### Problem statement
Reproduce all of the material below word for word, omitting the pictures.

### Exercise data
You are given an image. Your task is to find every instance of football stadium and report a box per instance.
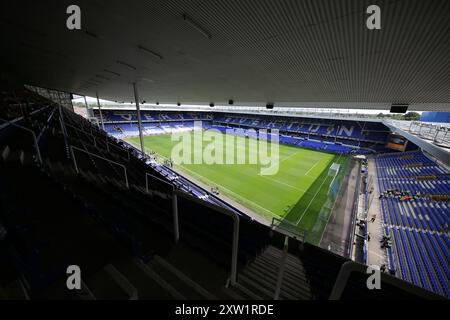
[0,0,450,304]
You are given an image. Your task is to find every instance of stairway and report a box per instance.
[228,245,313,300]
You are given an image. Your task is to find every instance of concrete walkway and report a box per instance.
[367,159,387,266]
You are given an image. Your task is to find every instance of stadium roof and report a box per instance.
[0,0,450,110]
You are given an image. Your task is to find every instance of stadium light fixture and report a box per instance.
[183,14,212,39]
[103,69,120,77]
[116,60,136,70]
[138,45,163,60]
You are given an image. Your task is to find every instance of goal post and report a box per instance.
[328,162,341,198]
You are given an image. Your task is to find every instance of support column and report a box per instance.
[84,96,90,120]
[172,188,180,244]
[96,92,105,131]
[133,82,145,155]
[273,237,289,300]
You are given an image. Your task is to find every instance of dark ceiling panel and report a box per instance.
[0,0,450,109]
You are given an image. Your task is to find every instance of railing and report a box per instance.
[70,145,130,189]
[0,119,42,165]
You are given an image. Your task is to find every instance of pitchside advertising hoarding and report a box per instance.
[386,133,408,151]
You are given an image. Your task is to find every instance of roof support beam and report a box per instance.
[95,92,105,130]
[133,82,145,155]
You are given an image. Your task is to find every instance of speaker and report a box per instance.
[391,103,409,113]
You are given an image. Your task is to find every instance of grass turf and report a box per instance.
[128,133,348,244]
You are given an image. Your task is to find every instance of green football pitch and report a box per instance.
[127,132,348,244]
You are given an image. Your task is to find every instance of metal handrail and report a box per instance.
[0,119,42,165]
[69,145,130,189]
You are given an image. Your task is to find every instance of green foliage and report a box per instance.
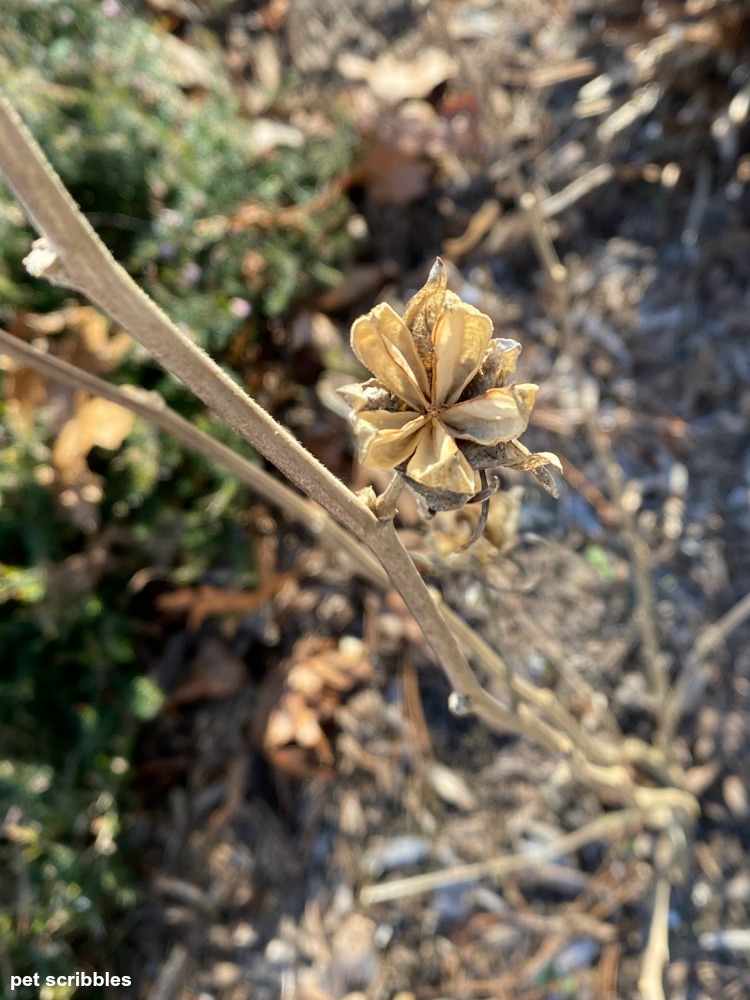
[0,0,350,336]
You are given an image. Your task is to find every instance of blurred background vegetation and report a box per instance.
[0,0,354,997]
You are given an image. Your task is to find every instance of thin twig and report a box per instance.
[0,88,507,756]
[0,330,388,587]
[638,873,672,1000]
[657,594,750,746]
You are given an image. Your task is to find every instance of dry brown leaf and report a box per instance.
[337,48,458,104]
[52,393,135,534]
[156,576,285,629]
[52,398,135,485]
[263,637,372,777]
[5,368,47,427]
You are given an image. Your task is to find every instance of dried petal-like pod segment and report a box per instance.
[339,259,559,511]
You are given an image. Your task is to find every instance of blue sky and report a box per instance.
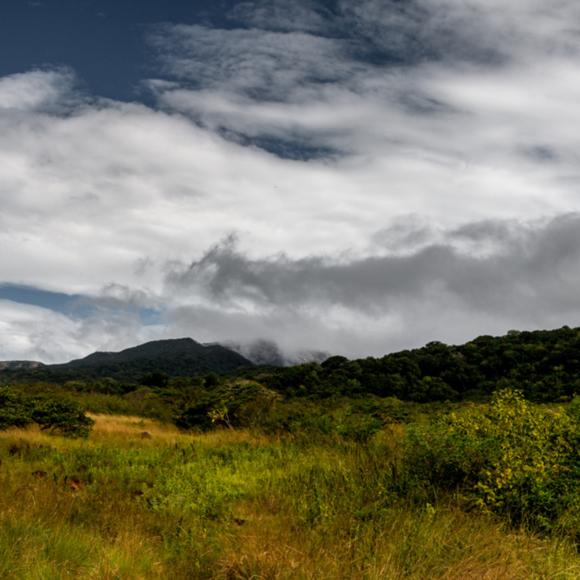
[0,0,580,362]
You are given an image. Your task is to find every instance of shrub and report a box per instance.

### Result below
You are given an image. Your task is to find every instance of football stadium and report a box per instance.
[0,0,450,304]
You are given an image. Your task is to find every instance of stairway and report a box per instance.
[228,245,313,300]
You are given an image. Your task is to find every instance of concrete walkway and report a box per instance.
[367,159,387,266]
You are given an image. Your task is to find every instance of stadium roof and report a box per instance.
[0,0,450,110]
You are given an image. Your task is to find every instance of stadium light fixture and report a box per instance.
[183,14,212,39]
[103,69,120,77]
[116,60,136,70]
[138,45,163,60]
You are given an image. Your task is to find every instance of goal post and report a box per instance.
[328,162,341,198]
You are given an image. Your task is to find every instance of support column and report a box per instance.
[84,96,90,120]
[172,188,180,244]
[96,92,105,131]
[133,82,145,155]
[273,237,289,300]
You are given an image. Your task is to find every instance of dark ceiling panel and report a box per instance.
[0,0,450,109]
You are given an image. Your task is to find every instance of railing and report a box per instance.
[70,145,130,189]
[0,119,42,165]
You are given an image. Your task is to find every instance of pitchside advertising hoarding and report a box per instance.
[386,133,408,151]
You are given an image. Your task is to find every instance of roof support beam and report a box per instance.
[95,92,105,130]
[133,82,145,155]
You are given an image. Your task is to find every instance of speaker and report a box per instance.
[391,103,409,113]
You are given an image. Your task is to find every instance of grass turf and report a box per instance.
[128,133,348,244]
You are given an image. Your task is to find every instance of green football pitch and report a box per instance.
[127,132,348,244]
You are given an image. Your task is to find every instance of metal handrail and report a box per instance.
[0,119,42,165]
[69,145,130,189]
You are given an image. Your task is to find every instance of green foliage and report a box per instance.
[0,0,350,336]
You are given an image. Your task is to find every instance of blurred background vegetation and report a box per instance.
[0,0,354,997]
You are given an image. Your task is to find every instance of thin twig and report a box per instance.
[0,88,507,756]
[0,330,388,587]
[638,873,672,1000]
[657,594,750,746]
You are given an image. Your task is to find every instance of dry brown leaf and report a box per instance.
[337,48,458,104]
[52,393,135,534]
[156,576,285,629]
[52,398,135,485]
[263,637,372,777]
[5,368,47,427]
You are given an image. Your task is to find every instance of dried petal-like pod segment and report a box per instance.
[339,259,559,511]
You are given an image. Your task is to find every instance of blue sky and report a box per instance.
[0,0,580,362]
You are given an image. Your task is to find every instance of shrub and report a box per instance.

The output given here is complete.